Begin Record set

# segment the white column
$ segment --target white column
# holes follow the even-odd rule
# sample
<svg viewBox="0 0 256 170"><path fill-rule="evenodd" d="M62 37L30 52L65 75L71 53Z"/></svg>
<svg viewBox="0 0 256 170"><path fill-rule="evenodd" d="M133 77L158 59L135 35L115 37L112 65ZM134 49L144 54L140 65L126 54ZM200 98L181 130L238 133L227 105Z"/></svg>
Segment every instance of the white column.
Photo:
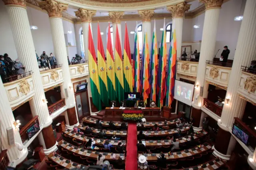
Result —
<svg viewBox="0 0 256 170"><path fill-rule="evenodd" d="M13 116L11 106L6 99L7 95L4 87L2 80L0 80L0 124L1 125L1 144L2 150L7 149L7 155L10 162L15 161L16 164L22 162L28 155L28 149L24 148L22 151L18 150L15 144L9 145L6 129L9 127L13 128L15 142L23 146L19 130L14 128L13 123L15 119Z"/></svg>
<svg viewBox="0 0 256 170"><path fill-rule="evenodd" d="M256 59L256 1L246 1L229 78L225 104L222 109L221 121L218 122L220 127L226 131L232 127L234 117L241 118L244 111L246 101L239 97L237 90L241 77L241 66L248 66L252 60ZM226 99L230 99L228 104L226 104Z"/></svg>
<svg viewBox="0 0 256 170"><path fill-rule="evenodd" d="M196 75L196 84L198 85L198 87L195 89L194 93L194 99L192 106L200 107L202 105L202 97L199 96L197 99L195 99L196 96L200 95L200 89L203 88L204 82L205 68L206 60L212 60L214 56L216 43L216 37L218 25L220 16L220 7L222 4L222 0L218 6L211 6L210 4L211 0L199 0L203 3L206 3L205 16L203 28L203 34L201 46L200 59L198 63ZM195 106L196 105L196 106Z"/></svg>
<svg viewBox="0 0 256 170"><path fill-rule="evenodd" d="M32 77L35 95L29 102L31 112L33 117L39 116L40 124L50 125L52 121L49 115L46 103L42 101L43 99L45 99L45 96L36 57L26 8L25 6L10 5L7 5L6 6L10 16L18 56L25 66L26 71L33 72Z"/></svg>

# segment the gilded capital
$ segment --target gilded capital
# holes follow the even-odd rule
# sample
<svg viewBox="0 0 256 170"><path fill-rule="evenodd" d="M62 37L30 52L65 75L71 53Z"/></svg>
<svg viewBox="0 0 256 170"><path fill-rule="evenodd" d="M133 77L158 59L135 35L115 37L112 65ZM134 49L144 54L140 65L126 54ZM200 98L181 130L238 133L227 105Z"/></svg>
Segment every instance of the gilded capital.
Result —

End Record set

> **Exercise brief**
Reproduce every line of the material above verbatim, omitting the pictures.

> **Problem solution**
# segment the white column
$ segment --target white column
# holes follow the even-odd rule
# sample
<svg viewBox="0 0 256 170"><path fill-rule="evenodd" d="M62 37L30 52L65 75L71 53Z"/></svg>
<svg viewBox="0 0 256 170"><path fill-rule="evenodd" d="M133 77L158 59L135 35L115 37L112 65ZM134 49L144 54L140 65L126 54ZM200 98L181 130L238 133L227 105Z"/></svg>
Segment every instance of the white column.
Photo:
Result —
<svg viewBox="0 0 256 170"><path fill-rule="evenodd" d="M13 116L11 106L6 99L7 95L4 87L2 80L0 80L0 124L1 125L1 144L2 150L7 149L7 155L10 162L15 161L16 164L22 162L28 155L28 149L24 148L22 151L18 150L15 144L9 145L6 129L9 127L13 128L15 142L23 146L19 130L14 128L13 123L15 119Z"/></svg>
<svg viewBox="0 0 256 170"><path fill-rule="evenodd" d="M256 59L256 1L246 1L229 78L225 104L222 109L221 121L218 122L220 127L226 131L232 127L234 117L241 118L244 111L246 101L239 97L237 90L241 77L241 66L248 66L252 60ZM226 99L230 99L228 104L226 104Z"/></svg>
<svg viewBox="0 0 256 170"><path fill-rule="evenodd" d="M196 75L196 84L198 85L198 87L195 89L194 93L194 99L192 106L200 107L202 105L202 97L199 96L197 99L195 99L196 96L200 95L200 89L203 88L204 82L205 68L206 60L212 60L214 56L216 43L216 37L218 25L220 16L220 7L222 4L222 0L218 6L211 6L210 4L211 0L199 0L203 3L206 3L205 16L203 28L203 34L201 46L200 59L198 63ZM195 106L196 105L196 106Z"/></svg>
<svg viewBox="0 0 256 170"><path fill-rule="evenodd" d="M32 77L35 95L29 102L31 112L33 117L39 116L40 124L50 125L52 121L49 115L46 103L42 101L43 99L45 99L45 96L36 57L26 8L25 6L10 5L7 5L6 6L10 16L18 56L25 66L26 71L33 72Z"/></svg>

# segment the gilded capital
$ segment --target gilded capital
# holes follow the even-odd rule
# sample
<svg viewBox="0 0 256 170"><path fill-rule="evenodd" d="M62 37L30 52L65 75L71 53Z"/></svg>
<svg viewBox="0 0 256 170"><path fill-rule="evenodd" d="M133 77L158 59L135 35L115 37L112 65ZM134 49L144 54L140 65L126 54ZM200 98L181 130L238 133L227 105Z"/></svg>
Segment every instance of the gilded capital.
Result —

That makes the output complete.